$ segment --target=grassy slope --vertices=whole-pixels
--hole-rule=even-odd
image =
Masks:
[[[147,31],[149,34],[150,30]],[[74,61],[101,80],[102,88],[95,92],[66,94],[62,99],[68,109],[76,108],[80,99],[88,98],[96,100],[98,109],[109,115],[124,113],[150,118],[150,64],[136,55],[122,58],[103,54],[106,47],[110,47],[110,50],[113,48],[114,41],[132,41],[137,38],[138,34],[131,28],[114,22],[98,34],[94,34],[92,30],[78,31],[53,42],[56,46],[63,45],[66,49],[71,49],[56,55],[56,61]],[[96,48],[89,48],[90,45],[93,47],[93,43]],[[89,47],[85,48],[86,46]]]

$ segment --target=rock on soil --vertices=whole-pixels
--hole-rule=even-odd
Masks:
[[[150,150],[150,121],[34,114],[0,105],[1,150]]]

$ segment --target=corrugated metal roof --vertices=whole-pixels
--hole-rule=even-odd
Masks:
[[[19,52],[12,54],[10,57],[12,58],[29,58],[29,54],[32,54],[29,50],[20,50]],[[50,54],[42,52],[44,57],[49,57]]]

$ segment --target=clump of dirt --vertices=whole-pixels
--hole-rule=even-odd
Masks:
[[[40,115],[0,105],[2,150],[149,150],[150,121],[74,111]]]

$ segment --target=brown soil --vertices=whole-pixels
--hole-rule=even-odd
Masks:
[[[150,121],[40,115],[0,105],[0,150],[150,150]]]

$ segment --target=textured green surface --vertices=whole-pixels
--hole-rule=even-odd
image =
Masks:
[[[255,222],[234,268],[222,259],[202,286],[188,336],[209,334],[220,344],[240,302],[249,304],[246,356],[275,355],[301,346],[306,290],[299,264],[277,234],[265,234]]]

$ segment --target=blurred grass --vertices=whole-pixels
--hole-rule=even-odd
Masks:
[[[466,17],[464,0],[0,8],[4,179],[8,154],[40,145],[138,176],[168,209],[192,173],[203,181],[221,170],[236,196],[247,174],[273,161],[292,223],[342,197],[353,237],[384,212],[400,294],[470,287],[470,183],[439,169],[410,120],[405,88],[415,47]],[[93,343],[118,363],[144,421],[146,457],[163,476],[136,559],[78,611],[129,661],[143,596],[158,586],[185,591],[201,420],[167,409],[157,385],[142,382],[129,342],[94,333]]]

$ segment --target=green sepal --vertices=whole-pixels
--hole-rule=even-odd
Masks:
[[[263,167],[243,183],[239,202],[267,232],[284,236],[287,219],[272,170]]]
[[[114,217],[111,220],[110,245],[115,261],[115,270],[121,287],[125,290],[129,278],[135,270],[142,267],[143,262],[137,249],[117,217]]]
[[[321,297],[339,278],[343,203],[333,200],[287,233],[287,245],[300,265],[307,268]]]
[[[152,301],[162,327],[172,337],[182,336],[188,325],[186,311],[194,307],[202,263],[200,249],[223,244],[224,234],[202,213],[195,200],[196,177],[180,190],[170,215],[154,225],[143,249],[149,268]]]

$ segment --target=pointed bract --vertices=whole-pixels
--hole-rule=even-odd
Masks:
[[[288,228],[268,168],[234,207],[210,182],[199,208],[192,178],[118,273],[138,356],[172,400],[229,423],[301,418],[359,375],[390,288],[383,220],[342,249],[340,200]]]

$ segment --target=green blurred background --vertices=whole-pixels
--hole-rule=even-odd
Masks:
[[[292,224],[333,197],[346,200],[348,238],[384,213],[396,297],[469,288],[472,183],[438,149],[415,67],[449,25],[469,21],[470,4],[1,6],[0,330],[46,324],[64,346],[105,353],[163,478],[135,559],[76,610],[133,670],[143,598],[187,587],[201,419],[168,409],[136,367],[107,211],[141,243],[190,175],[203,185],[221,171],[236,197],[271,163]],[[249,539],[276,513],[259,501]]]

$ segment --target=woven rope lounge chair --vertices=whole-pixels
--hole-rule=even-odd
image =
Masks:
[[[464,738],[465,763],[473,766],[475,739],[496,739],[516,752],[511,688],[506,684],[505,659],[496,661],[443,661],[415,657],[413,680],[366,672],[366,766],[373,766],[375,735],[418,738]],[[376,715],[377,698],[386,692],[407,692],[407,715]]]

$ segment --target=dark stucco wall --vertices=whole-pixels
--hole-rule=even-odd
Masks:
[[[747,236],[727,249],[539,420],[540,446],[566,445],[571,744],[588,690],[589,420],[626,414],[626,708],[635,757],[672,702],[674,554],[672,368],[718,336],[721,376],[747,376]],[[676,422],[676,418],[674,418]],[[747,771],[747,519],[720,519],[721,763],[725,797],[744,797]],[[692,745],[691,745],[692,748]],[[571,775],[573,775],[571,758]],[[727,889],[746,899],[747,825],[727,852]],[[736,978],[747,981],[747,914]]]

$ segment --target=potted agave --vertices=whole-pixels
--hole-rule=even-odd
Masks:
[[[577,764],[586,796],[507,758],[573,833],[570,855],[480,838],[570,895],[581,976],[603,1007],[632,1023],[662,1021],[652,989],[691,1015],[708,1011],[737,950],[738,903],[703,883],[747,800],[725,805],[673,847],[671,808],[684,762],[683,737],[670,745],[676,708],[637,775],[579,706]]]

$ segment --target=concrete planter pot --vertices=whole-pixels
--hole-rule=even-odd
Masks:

OBJECTIVE
Extract every line of the entries above and reproduce each one verbatim, character for character.

WRITTEN RESPONSE
$ segment --target=grassy slope --vertices=whole-pixels
--hole-rule=even-odd
image =
Masks:
[[[147,31],[149,34],[150,30]],[[74,61],[101,80],[102,88],[95,92],[66,94],[62,99],[68,109],[76,108],[80,99],[88,98],[96,100],[98,109],[109,115],[124,113],[150,118],[150,64],[136,55],[122,58],[103,54],[106,47],[110,47],[110,50],[113,48],[114,41],[132,41],[137,38],[138,34],[131,28],[114,22],[98,34],[94,34],[92,30],[78,31],[53,42],[56,46],[63,45],[66,49],[71,49],[56,55],[56,61]],[[96,48],[89,48],[90,45],[93,47],[93,43]],[[89,47],[85,48],[86,46]]]

$ segment --target=rock on soil --vertices=whole-pixels
--hole-rule=even-odd
Masks:
[[[150,150],[150,121],[34,114],[0,105],[1,150]]]

$ segment --target=corrugated metal roof --vertices=whole-pixels
--hole-rule=even-odd
Masks:
[[[19,52],[12,54],[10,57],[12,58],[29,58],[29,54],[32,54],[29,50],[20,50]],[[50,54],[42,52],[44,57],[49,57]]]

$ segment --target=clump of dirt --vertices=whole-pixels
--hole-rule=even-odd
Masks:
[[[40,115],[0,105],[2,150],[149,150],[150,121],[74,111]]]

$ segment --target=brown soil --vertices=whole-pixels
--hole-rule=even-odd
Masks:
[[[150,121],[40,115],[0,105],[0,150],[150,150]]]

$ segment --target=textured green surface --vertices=whole-pixels
--hole-rule=even-odd
image =
Masks:
[[[255,222],[234,268],[222,259],[202,286],[188,336],[209,334],[220,344],[240,302],[249,304],[246,356],[275,355],[301,346],[306,290],[299,264],[277,234],[265,234]]]

$ segment --target=blurred grass --vertices=whole-pixels
--hole-rule=even-odd
Masks:
[[[466,17],[464,0],[0,8],[4,179],[8,154],[40,145],[138,176],[168,209],[192,173],[203,181],[221,170],[236,196],[247,174],[273,161],[292,223],[342,197],[353,237],[384,212],[400,294],[470,287],[470,183],[439,169],[410,120],[405,88],[415,47]],[[93,343],[118,363],[144,421],[146,457],[163,476],[136,559],[78,611],[129,661],[143,596],[158,586],[185,591],[201,420],[167,409],[157,385],[142,382],[129,342],[94,333]]]

$ segment --target=green sepal --vertices=whole-pixels
--hole-rule=even-odd
Masks:
[[[263,167],[243,183],[239,202],[267,232],[284,236],[287,219],[272,170]]]
[[[114,217],[111,220],[110,245],[115,261],[115,270],[121,287],[125,290],[129,278],[135,270],[142,267],[143,262],[137,249],[117,217]]]
[[[321,297],[339,278],[343,203],[333,200],[287,233],[287,245],[300,265],[307,268]]]
[[[152,301],[162,327],[172,337],[182,336],[188,325],[186,311],[194,307],[202,263],[200,249],[223,244],[224,234],[202,213],[195,200],[196,177],[180,190],[170,215],[154,225],[143,249],[149,268]]]

$ segment --target=pointed bract --vertices=whole-pixels
--hole-rule=even-odd
Masks:
[[[288,228],[268,168],[234,207],[210,182],[199,208],[192,178],[118,273],[138,356],[172,400],[229,423],[301,418],[359,375],[390,288],[383,220],[342,249],[340,200]]]

$ segment --target=green blurred background --vertices=whole-pixels
--hole-rule=even-odd
Masks:
[[[292,224],[333,197],[346,200],[348,238],[384,213],[396,297],[469,288],[472,183],[438,149],[415,67],[449,25],[469,21],[470,4],[1,6],[0,330],[46,324],[64,346],[105,353],[163,478],[135,559],[76,610],[133,670],[143,598],[187,587],[201,419],[168,409],[136,367],[107,211],[141,243],[190,175],[203,185],[221,171],[236,197],[271,163]],[[249,539],[276,513],[259,501]]]

$ segment --target=woven rope lounge chair --vertices=whole-pixels
--hole-rule=even-odd
image =
Masks:
[[[464,738],[465,763],[473,766],[475,739],[496,739],[516,752],[511,688],[506,684],[505,659],[496,661],[443,661],[415,657],[413,680],[366,672],[366,766],[373,766],[375,735],[418,738]],[[376,715],[377,698],[386,692],[407,692],[407,715]]]

$ segment --target=dark stucco wall --vertices=whole-pixels
--hole-rule=even-odd
Masks:
[[[747,236],[727,249],[539,420],[540,446],[566,445],[571,744],[588,690],[589,420],[626,414],[626,708],[635,757],[672,702],[674,554],[672,368],[718,336],[721,376],[747,376]],[[676,422],[676,418],[674,418]],[[747,771],[747,519],[720,519],[721,763],[725,797],[744,797]],[[692,745],[691,745],[692,748]],[[571,775],[573,775],[571,758]],[[727,889],[746,899],[747,825],[727,852]],[[736,978],[747,981],[747,914]]]

$ segment --target=potted agave --vertices=whole-pixels
--hole-rule=even-odd
Masks:
[[[577,764],[586,796],[507,758],[573,833],[570,855],[480,838],[570,895],[581,976],[603,1007],[632,1023],[662,1021],[652,989],[691,1015],[708,1011],[737,950],[738,903],[703,883],[747,800],[725,805],[673,847],[671,808],[684,762],[683,737],[670,745],[676,708],[637,775],[579,706]]]

$ segment --target=concrete planter pot --vertices=whole-pixels
--hole-rule=even-odd
Masks:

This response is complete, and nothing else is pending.